## Instructions to follow
Transcribe word for word the passage of the court decision excerpt below that opens with the words containing "Petitioner seasonably appealed" and closes with "22 September 2006.".

## Extract to read
● ● ● ● ● ● ●

Petitioner Niño Masas y Milan[1] (petitioner) and co-accused Gerry Ong (Ong) were charged before the Regional Trial Court of Calamba, Misamis Occidental, Branch 36 (RTC-Branch 36) with violation of Section 5, Article 2 of Republic Act No. 9165, otherwise known as the Comprehensive Dangerous Drugs Act of 2002 for having in their possession one sachet of shabu and for selling two sachets with two strips of aluminum foil to the poseur buyer. Upon arraignment, petitioner, assisted by a lawyer from the Public Attorney’s Office (PAO), pleaded not guilty to the crime charged. After trial, the RTC-Branch 36 rendered judgment finding petitioner guilty as charged and sentencing him to suffer the penalty of life imprisonment and a fine of P500,000 without subsidiary imprisonment in case of insolvency. The RTC-Branch 36 acquitted co-accused Ong for failure of the prosecution to prove his guilt beyond reasonable doubt.

Petitioner seasonably appealed to the Court of Appeals but the latter dismissed the appeal for failure to file the appellant’s brief within the required period, citing Section 1(e), Rule 50 of the Rules of Court in its Resolution dated 22 September 2006.

On motion for reconsideration, petitioner, thru the PAO, contended that Section 8 of Rule 124 admits of an exception, that is, where the appellant is represented by counsel de oficio.

● ● ● ● ● ● ●

## Supplied entries
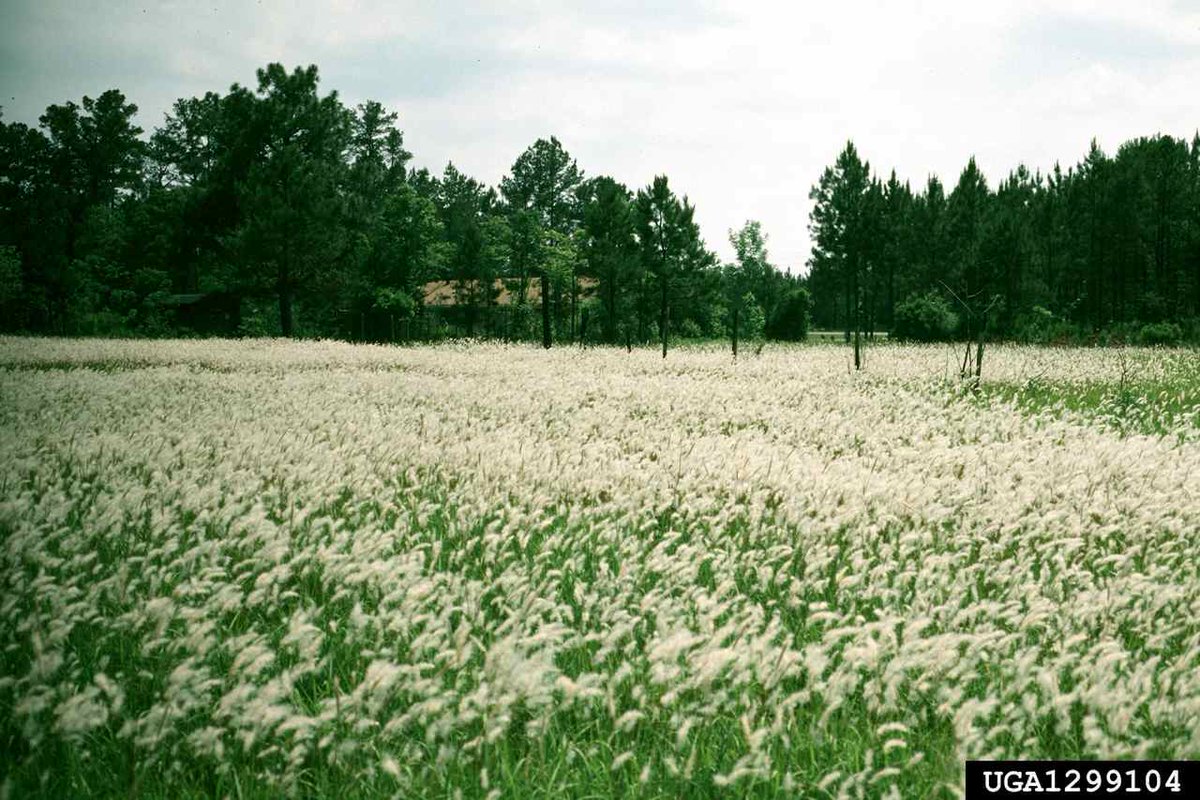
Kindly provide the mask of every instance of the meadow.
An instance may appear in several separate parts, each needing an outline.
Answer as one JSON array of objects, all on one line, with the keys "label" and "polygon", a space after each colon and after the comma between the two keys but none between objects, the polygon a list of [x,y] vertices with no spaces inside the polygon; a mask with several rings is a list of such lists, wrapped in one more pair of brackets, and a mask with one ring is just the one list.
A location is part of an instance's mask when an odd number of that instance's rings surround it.
[{"label": "meadow", "polygon": [[1200,353],[0,338],[0,795],[1200,758]]}]

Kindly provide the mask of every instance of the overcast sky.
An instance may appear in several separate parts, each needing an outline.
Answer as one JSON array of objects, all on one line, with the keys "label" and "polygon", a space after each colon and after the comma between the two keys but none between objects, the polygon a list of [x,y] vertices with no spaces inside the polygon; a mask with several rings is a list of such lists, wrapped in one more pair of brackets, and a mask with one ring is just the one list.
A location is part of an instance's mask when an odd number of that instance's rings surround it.
[{"label": "overcast sky", "polygon": [[400,113],[418,166],[494,185],[557,136],[589,175],[666,173],[722,258],[761,219],[793,270],[846,139],[914,187],[972,155],[995,185],[1200,126],[1200,0],[0,2],[7,120],[115,86],[149,131],[176,97],[317,64],[323,90]]}]

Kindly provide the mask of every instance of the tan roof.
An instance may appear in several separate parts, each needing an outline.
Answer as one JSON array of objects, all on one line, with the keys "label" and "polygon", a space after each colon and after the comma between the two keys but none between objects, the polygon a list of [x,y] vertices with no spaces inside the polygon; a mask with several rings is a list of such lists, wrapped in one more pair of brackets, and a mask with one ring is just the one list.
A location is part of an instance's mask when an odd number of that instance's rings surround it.
[{"label": "tan roof", "polygon": [[[580,296],[587,297],[595,294],[599,281],[587,276],[580,276]],[[517,301],[520,294],[520,278],[496,278],[492,285],[496,287],[496,305],[511,306]],[[541,301],[541,281],[530,278],[526,288],[526,301],[530,305]],[[424,300],[426,306],[456,306],[458,303],[458,281],[430,281],[424,287]],[[474,288],[475,281],[468,281],[467,285]]]}]

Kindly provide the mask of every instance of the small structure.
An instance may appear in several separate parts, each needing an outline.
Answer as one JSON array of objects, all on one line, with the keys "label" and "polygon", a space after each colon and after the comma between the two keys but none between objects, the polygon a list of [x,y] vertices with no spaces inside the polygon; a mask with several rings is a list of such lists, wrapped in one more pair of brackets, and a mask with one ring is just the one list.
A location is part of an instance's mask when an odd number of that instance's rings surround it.
[{"label": "small structure", "polygon": [[179,327],[210,336],[236,336],[241,327],[241,295],[233,291],[173,294],[162,300]]}]

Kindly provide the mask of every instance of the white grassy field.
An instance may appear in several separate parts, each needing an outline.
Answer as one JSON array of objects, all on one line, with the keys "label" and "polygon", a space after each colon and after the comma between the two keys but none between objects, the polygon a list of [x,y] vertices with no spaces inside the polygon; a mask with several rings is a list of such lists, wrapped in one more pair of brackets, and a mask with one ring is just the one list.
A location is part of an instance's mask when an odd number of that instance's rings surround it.
[{"label": "white grassy field", "polygon": [[0,338],[2,790],[1200,758],[1200,355],[847,354]]}]

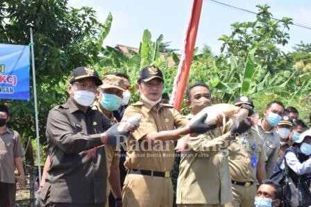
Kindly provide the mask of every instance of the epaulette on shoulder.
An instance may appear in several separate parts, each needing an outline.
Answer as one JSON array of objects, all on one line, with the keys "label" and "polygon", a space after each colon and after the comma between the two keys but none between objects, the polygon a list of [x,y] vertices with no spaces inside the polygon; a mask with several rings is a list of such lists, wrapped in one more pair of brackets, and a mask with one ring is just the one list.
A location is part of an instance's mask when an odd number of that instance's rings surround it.
[{"label": "epaulette on shoulder", "polygon": [[173,108],[174,106],[170,104],[164,104],[164,103],[160,103],[161,106],[163,107],[170,107],[170,108]]},{"label": "epaulette on shoulder", "polygon": [[96,110],[96,111],[99,111],[99,107],[97,105],[92,105],[91,106],[91,109],[92,110]]},{"label": "epaulette on shoulder", "polygon": [[136,102],[135,103],[133,103],[133,104],[131,104],[130,105],[131,105],[131,106],[142,106],[143,105],[144,105],[144,103],[142,102],[137,101],[137,102]]},{"label": "epaulette on shoulder", "polygon": [[259,134],[258,130],[255,127],[251,127],[251,130]]}]

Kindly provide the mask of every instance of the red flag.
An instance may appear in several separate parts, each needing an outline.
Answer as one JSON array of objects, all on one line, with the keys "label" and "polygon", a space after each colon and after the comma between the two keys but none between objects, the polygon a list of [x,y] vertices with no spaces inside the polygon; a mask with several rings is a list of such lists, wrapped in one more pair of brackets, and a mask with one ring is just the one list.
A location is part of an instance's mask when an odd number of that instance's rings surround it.
[{"label": "red flag", "polygon": [[193,1],[191,17],[185,37],[185,47],[180,56],[177,74],[174,80],[171,102],[174,101],[174,107],[177,111],[180,110],[189,72],[190,71],[199,22],[200,21],[202,2],[203,0]]}]

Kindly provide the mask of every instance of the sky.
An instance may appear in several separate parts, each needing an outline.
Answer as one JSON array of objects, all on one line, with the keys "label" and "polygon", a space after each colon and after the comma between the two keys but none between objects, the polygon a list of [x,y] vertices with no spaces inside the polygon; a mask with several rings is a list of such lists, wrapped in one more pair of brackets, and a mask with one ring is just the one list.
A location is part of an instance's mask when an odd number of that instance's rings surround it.
[{"label": "sky", "polygon": [[[258,12],[256,5],[268,4],[273,17],[288,17],[294,24],[311,28],[311,1],[310,0],[218,0],[253,12]],[[98,20],[103,22],[109,12],[113,16],[110,31],[103,41],[103,46],[116,44],[138,48],[145,29],[156,41],[161,34],[164,42],[171,42],[169,48],[183,48],[186,26],[190,17],[192,0],[69,0],[69,6],[92,7],[97,12]],[[220,53],[222,35],[231,33],[230,24],[236,21],[253,21],[255,15],[237,10],[203,0],[196,46],[204,45],[212,48],[215,54]],[[285,52],[301,41],[311,43],[311,29],[291,26],[290,39]]]}]

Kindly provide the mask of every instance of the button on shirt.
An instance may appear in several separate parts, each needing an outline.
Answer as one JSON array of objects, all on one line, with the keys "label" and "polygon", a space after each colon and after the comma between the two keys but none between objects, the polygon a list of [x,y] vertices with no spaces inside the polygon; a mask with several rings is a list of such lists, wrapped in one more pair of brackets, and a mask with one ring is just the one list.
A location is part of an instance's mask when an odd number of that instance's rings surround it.
[{"label": "button on shirt", "polygon": [[[232,139],[224,127],[190,136],[181,153],[176,204],[225,204],[233,198],[226,149]],[[224,131],[224,132],[223,132]]]},{"label": "button on shirt", "polygon": [[14,159],[24,156],[21,138],[17,132],[6,128],[0,134],[0,181],[15,183]]},{"label": "button on shirt", "polygon": [[257,124],[257,130],[259,132],[264,144],[267,160],[266,162],[267,178],[271,177],[274,167],[278,161],[280,151],[280,137],[274,127],[269,131],[264,131],[261,126],[262,119],[260,119]]},{"label": "button on shirt", "polygon": [[143,100],[128,106],[124,116],[137,114],[142,114],[144,118],[137,129],[127,140],[128,157],[125,167],[128,169],[171,171],[175,159],[174,142],[167,141],[157,147],[152,146],[150,142],[148,143],[148,141],[143,141],[144,144],[141,138],[152,132],[171,130],[175,127],[184,126],[188,120],[171,105],[159,103],[152,107]]},{"label": "button on shirt", "polygon": [[83,151],[101,145],[100,133],[110,126],[109,119],[99,111],[89,107],[84,113],[70,100],[50,111],[47,136],[51,166],[42,199],[50,188],[51,202],[106,201],[105,150],[100,147],[91,157]]},{"label": "button on shirt", "polygon": [[[267,161],[263,143],[257,130],[252,127],[244,132],[231,141],[228,149],[230,152],[229,165],[232,180],[255,182],[258,162],[264,163]],[[255,166],[252,165],[252,156],[255,156]]]}]

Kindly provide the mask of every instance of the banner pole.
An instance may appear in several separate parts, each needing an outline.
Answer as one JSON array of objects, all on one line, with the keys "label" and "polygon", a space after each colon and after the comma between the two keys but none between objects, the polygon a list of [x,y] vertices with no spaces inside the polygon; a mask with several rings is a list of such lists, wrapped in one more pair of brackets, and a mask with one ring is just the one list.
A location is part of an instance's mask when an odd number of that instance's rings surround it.
[{"label": "banner pole", "polygon": [[39,170],[39,182],[41,181],[40,143],[39,140],[39,121],[37,118],[37,84],[35,83],[35,55],[33,52],[33,28],[31,28],[31,65],[33,66],[33,98],[35,99],[35,132],[37,133],[37,168]]}]

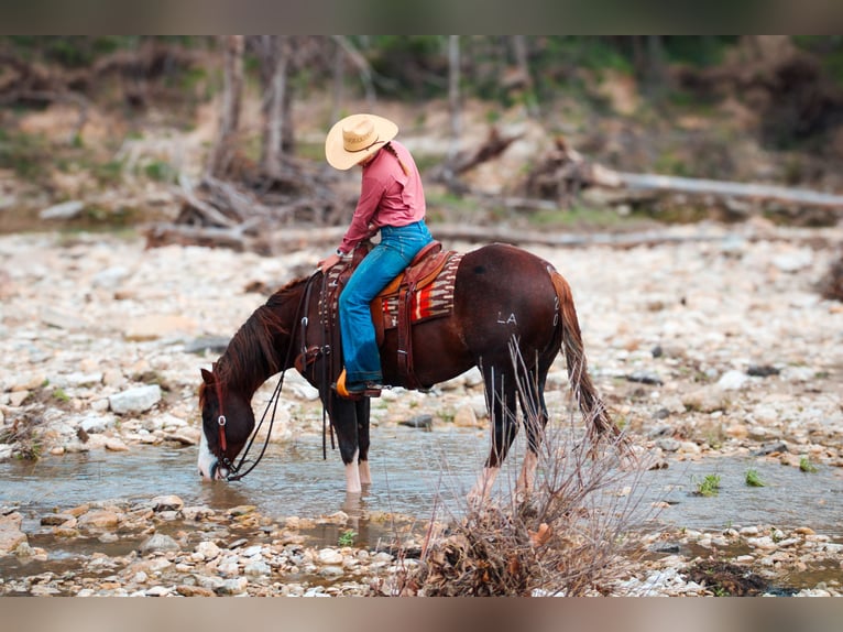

● ● ● ● ● ● ●

## Output of the exercise
Petitioner seasonably appealed to the Court of Appeals but the latter dismissed the appeal for failure to file the appellant’s brief within the required period, citing Section 1(e), Rule 50 of the Rules of Court in its Resolution dated 22 September 2006.